■ Problem statement
Write out every record below exactly as given. Leave the pictures out.

■ Data shown
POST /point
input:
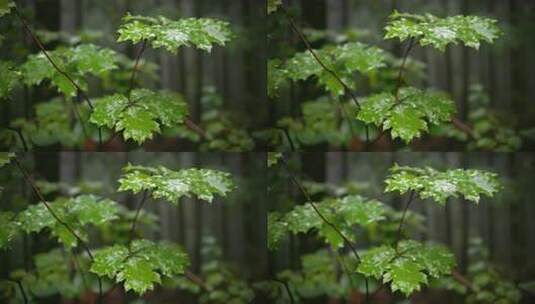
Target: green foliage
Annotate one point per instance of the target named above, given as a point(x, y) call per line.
point(344, 60)
point(202, 33)
point(439, 32)
point(344, 213)
point(75, 61)
point(140, 266)
point(76, 212)
point(173, 185)
point(407, 115)
point(6, 6)
point(141, 115)
point(430, 183)
point(273, 5)
point(407, 267)
point(8, 229)
point(53, 273)
point(10, 78)
point(5, 158)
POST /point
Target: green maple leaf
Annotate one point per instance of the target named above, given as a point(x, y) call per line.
point(173, 185)
point(440, 186)
point(344, 60)
point(6, 6)
point(344, 213)
point(9, 79)
point(141, 116)
point(439, 32)
point(407, 268)
point(142, 266)
point(76, 61)
point(75, 212)
point(202, 33)
point(409, 116)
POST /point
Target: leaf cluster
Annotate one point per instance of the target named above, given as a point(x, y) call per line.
point(441, 185)
point(439, 32)
point(344, 213)
point(173, 185)
point(344, 60)
point(202, 33)
point(409, 113)
point(141, 265)
point(140, 115)
point(407, 267)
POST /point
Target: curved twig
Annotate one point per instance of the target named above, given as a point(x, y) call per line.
point(41, 197)
point(324, 219)
point(54, 64)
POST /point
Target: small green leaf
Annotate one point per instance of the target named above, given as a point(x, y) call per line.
point(142, 266)
point(173, 185)
point(202, 33)
point(141, 116)
point(440, 186)
point(409, 115)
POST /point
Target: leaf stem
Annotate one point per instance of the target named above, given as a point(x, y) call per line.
point(324, 219)
point(327, 69)
point(134, 221)
point(407, 205)
point(287, 288)
point(21, 288)
point(61, 71)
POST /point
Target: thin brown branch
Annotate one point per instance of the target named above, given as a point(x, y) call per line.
point(55, 65)
point(136, 67)
point(402, 220)
point(325, 220)
point(309, 48)
point(134, 221)
point(402, 67)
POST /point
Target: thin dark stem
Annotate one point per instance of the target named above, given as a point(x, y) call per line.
point(136, 66)
point(196, 280)
point(60, 70)
point(21, 288)
point(287, 288)
point(324, 66)
point(41, 197)
point(21, 137)
point(324, 219)
point(402, 67)
point(287, 135)
point(134, 222)
point(400, 227)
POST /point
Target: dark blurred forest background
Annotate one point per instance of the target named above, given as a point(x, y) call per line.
point(235, 73)
point(502, 71)
point(504, 223)
point(237, 223)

■ Your solution
POST /point
input:
Target: green foliage
Annotate one point per instance of the target named above, given as a point(x, y) call per line.
point(344, 60)
point(202, 33)
point(439, 32)
point(344, 213)
point(75, 61)
point(140, 266)
point(76, 212)
point(173, 185)
point(407, 115)
point(6, 6)
point(141, 115)
point(430, 183)
point(273, 5)
point(407, 267)
point(8, 229)
point(53, 273)
point(10, 78)
point(5, 158)
POST /point
Target: green maple leaf
Annotate one point per instance of the target named above, given as a point(x, y) call per line.
point(173, 185)
point(440, 186)
point(344, 60)
point(6, 6)
point(344, 213)
point(9, 79)
point(141, 116)
point(439, 32)
point(407, 268)
point(142, 266)
point(76, 61)
point(75, 212)
point(202, 33)
point(409, 116)
POST /point
Target: leaf cluster
Annotate one point per instance of the target named above, given as a point(x, y) call per line.
point(441, 185)
point(439, 32)
point(344, 213)
point(173, 185)
point(344, 60)
point(202, 33)
point(409, 113)
point(141, 265)
point(140, 115)
point(407, 267)
POST /point
Target: curved twig
Annotate one point per instance of the target named above, given as a point(x, y) call per line.
point(41, 197)
point(324, 219)
point(54, 64)
POST /point
Target: small green leaf
Annotate one point per instance of the target named above, given as a point(x, y) call per line.
point(142, 266)
point(173, 185)
point(202, 33)
point(141, 116)
point(440, 186)
point(409, 115)
POST /point
Target: leaf stem
Annotate one point per instance of the target named above, given as a point(x, y) call per line.
point(324, 219)
point(327, 69)
point(134, 221)
point(407, 205)
point(287, 288)
point(21, 288)
point(61, 71)
POST /point
Target: thin brown branch
Annotate one point per instance of the target named above, given as a point(x, y) call per line.
point(55, 65)
point(136, 67)
point(402, 220)
point(325, 220)
point(309, 48)
point(134, 221)
point(402, 67)
POST /point
Target: thin dark stem
Annotate one point per instance of the target named above, given as a point(x, y) call per line.
point(136, 66)
point(196, 280)
point(60, 70)
point(21, 288)
point(287, 288)
point(324, 66)
point(41, 197)
point(21, 137)
point(324, 219)
point(402, 67)
point(287, 135)
point(134, 222)
point(400, 227)
POST /point
Target: dark blurred forest background
Annotate one point per instance of the target named above, given as a point(x, y) call per line.
point(235, 73)
point(502, 71)
point(504, 223)
point(237, 223)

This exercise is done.